[Records contained in a dataset]
★ ★ ★ ★ ★ ★ ★

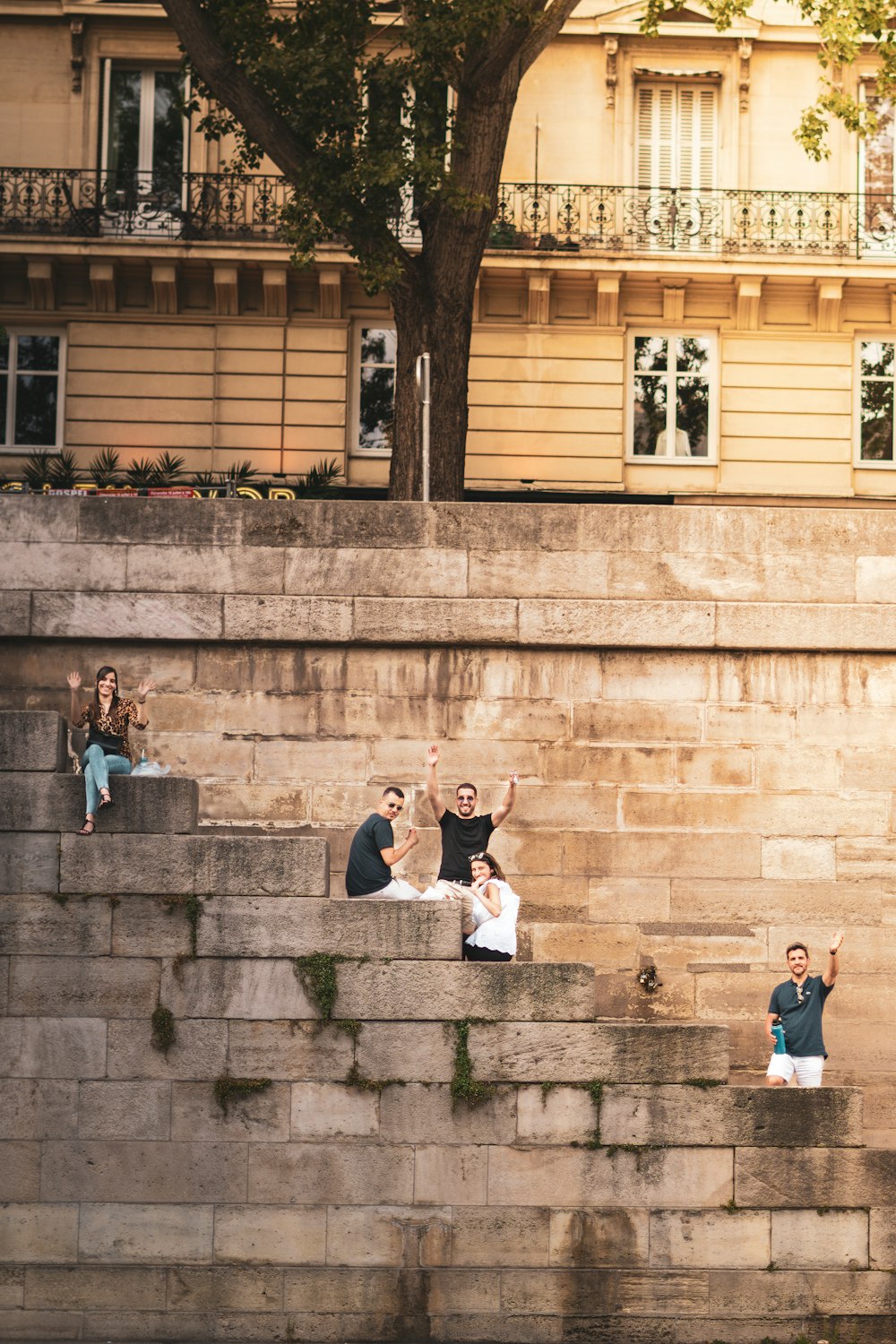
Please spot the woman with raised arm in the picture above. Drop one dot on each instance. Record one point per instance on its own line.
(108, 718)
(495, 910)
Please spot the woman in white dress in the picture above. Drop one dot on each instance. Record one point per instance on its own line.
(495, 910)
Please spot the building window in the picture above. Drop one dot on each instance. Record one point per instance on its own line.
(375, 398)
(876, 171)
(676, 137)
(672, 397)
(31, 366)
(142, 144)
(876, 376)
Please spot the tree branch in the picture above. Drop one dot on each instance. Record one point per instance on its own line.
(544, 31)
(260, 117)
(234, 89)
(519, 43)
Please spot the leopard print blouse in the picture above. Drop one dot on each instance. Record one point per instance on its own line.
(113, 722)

★ ★ ★ ★ ★ ★ ★

## THE PROBLEM
From the line that holds "Please spot the building" to the last line of the records above, print each line exactly. Add nothing else.

## TASK SOLUTION
Please spot the building window in the picture above. Drop one dot on each instance. Record one point per instance on its own line.
(375, 398)
(876, 171)
(676, 137)
(672, 397)
(31, 366)
(142, 144)
(876, 376)
Please spot the tree branch in the picture above. Drop one dot on each instance. Record one point per instance on its own line.
(544, 31)
(260, 117)
(234, 89)
(519, 43)
Please spot the leopard print blouse in the picture above. Drop one dot on each instance. Record one point per instance on its own line.
(113, 722)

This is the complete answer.